#### [Listed records]
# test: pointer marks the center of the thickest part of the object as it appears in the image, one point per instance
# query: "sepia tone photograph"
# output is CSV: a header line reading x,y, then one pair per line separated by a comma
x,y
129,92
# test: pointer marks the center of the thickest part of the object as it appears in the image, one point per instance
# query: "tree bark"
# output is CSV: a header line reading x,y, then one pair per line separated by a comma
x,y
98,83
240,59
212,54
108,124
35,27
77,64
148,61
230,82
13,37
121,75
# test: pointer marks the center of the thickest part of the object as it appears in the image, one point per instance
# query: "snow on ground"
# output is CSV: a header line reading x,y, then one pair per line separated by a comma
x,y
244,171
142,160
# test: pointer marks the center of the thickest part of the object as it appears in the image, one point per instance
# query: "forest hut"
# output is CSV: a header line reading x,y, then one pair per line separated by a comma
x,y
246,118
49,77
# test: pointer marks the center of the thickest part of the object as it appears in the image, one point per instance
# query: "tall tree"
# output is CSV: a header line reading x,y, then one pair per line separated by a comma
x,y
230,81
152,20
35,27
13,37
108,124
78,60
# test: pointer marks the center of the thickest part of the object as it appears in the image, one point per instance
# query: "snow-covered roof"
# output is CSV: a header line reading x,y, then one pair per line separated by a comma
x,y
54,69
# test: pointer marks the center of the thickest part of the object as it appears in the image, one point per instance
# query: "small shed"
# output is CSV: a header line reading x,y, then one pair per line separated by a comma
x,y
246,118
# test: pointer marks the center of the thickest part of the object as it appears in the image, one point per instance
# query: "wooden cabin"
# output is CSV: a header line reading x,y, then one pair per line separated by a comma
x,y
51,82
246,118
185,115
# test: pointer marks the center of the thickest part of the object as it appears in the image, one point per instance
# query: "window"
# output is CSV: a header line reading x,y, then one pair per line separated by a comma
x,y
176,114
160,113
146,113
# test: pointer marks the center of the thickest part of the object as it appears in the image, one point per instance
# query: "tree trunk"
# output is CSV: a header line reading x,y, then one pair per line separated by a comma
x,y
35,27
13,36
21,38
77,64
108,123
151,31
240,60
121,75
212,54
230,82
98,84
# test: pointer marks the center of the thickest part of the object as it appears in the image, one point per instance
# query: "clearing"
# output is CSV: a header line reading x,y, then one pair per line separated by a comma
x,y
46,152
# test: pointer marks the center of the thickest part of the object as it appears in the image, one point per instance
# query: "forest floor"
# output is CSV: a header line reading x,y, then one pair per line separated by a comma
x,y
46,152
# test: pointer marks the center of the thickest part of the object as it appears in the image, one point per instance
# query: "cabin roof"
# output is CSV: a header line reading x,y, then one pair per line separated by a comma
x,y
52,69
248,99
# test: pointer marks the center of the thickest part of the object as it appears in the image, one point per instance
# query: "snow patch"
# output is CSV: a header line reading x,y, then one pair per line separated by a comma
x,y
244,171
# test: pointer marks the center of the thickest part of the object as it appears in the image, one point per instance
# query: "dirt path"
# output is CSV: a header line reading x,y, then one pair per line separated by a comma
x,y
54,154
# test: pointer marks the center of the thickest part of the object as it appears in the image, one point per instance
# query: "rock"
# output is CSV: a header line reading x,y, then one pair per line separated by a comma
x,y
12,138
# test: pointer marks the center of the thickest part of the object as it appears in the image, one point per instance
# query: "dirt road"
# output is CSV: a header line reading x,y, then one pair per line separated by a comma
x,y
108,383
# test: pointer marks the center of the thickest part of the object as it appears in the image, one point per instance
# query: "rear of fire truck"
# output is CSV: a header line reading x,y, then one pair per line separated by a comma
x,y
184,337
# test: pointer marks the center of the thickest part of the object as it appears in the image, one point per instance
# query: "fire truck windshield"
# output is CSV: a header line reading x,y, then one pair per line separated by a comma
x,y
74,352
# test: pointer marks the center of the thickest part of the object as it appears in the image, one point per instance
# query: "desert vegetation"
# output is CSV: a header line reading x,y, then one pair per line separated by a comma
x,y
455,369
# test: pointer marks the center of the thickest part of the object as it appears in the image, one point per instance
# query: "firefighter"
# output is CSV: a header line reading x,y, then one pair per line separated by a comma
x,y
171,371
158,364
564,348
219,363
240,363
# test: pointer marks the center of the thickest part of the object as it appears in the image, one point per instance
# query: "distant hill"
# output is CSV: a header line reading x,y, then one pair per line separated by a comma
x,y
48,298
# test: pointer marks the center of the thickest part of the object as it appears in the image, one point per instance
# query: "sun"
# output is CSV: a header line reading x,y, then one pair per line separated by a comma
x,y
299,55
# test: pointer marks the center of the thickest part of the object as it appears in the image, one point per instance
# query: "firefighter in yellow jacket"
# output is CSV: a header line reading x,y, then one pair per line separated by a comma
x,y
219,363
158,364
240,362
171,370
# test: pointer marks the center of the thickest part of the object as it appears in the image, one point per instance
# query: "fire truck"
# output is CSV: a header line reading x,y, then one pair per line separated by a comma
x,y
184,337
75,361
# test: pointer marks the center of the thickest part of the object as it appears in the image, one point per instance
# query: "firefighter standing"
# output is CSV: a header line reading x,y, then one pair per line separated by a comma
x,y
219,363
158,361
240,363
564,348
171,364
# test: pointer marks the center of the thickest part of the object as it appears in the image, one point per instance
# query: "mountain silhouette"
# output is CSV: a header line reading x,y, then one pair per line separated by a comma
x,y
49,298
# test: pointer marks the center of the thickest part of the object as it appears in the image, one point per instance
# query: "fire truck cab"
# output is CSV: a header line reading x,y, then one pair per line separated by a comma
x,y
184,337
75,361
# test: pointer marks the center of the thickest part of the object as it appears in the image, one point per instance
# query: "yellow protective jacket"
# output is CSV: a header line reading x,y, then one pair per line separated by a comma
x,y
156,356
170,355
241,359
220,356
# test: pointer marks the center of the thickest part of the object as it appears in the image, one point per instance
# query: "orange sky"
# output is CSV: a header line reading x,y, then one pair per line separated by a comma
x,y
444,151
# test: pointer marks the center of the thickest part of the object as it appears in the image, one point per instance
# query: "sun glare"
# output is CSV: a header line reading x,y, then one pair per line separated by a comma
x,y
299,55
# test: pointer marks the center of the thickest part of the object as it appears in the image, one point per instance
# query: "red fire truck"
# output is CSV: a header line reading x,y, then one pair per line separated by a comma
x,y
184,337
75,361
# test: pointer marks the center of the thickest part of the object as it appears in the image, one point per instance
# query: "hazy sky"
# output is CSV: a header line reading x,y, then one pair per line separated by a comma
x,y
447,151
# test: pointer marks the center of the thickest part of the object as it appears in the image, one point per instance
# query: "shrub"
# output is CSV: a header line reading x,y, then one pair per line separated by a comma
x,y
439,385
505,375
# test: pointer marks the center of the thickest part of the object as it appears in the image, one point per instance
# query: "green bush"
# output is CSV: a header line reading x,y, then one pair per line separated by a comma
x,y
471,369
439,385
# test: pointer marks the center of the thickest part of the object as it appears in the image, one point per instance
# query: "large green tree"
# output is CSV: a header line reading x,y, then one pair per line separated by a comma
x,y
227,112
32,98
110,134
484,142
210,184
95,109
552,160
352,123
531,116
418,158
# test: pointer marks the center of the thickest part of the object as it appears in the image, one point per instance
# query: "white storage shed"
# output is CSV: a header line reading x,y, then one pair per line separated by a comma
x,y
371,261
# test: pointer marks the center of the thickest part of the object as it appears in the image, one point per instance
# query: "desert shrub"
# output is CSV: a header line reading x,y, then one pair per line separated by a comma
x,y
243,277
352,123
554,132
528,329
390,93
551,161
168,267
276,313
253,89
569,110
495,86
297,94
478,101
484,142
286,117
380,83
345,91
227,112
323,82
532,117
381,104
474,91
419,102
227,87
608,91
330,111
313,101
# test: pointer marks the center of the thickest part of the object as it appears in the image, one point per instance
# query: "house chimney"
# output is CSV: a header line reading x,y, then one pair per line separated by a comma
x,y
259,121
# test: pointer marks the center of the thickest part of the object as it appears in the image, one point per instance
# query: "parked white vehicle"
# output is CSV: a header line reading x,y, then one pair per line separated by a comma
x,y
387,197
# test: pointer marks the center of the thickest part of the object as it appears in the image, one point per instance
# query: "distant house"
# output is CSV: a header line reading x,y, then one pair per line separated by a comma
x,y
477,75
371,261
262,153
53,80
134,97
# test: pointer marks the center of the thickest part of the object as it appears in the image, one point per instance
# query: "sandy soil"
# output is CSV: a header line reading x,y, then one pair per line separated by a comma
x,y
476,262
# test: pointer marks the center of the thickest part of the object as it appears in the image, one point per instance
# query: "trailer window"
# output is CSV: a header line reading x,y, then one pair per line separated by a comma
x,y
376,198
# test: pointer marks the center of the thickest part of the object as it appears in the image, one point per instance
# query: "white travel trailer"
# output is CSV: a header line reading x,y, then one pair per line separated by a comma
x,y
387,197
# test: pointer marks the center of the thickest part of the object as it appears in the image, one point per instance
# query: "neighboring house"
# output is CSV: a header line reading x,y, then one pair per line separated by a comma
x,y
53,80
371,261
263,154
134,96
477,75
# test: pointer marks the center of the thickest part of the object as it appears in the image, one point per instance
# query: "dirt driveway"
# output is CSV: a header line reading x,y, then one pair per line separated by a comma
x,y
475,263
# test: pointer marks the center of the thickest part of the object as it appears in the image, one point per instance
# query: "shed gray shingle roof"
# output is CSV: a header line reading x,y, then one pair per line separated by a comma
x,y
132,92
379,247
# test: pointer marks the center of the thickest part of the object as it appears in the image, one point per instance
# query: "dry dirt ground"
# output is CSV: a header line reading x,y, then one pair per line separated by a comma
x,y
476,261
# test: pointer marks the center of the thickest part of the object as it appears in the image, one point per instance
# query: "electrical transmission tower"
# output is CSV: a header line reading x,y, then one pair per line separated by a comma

#### [What the exercise asks]
Each line of the data in which the string "distant" appears needs to be copied.

#### [Task response]
# query: "distant hill"
# query: "distant house"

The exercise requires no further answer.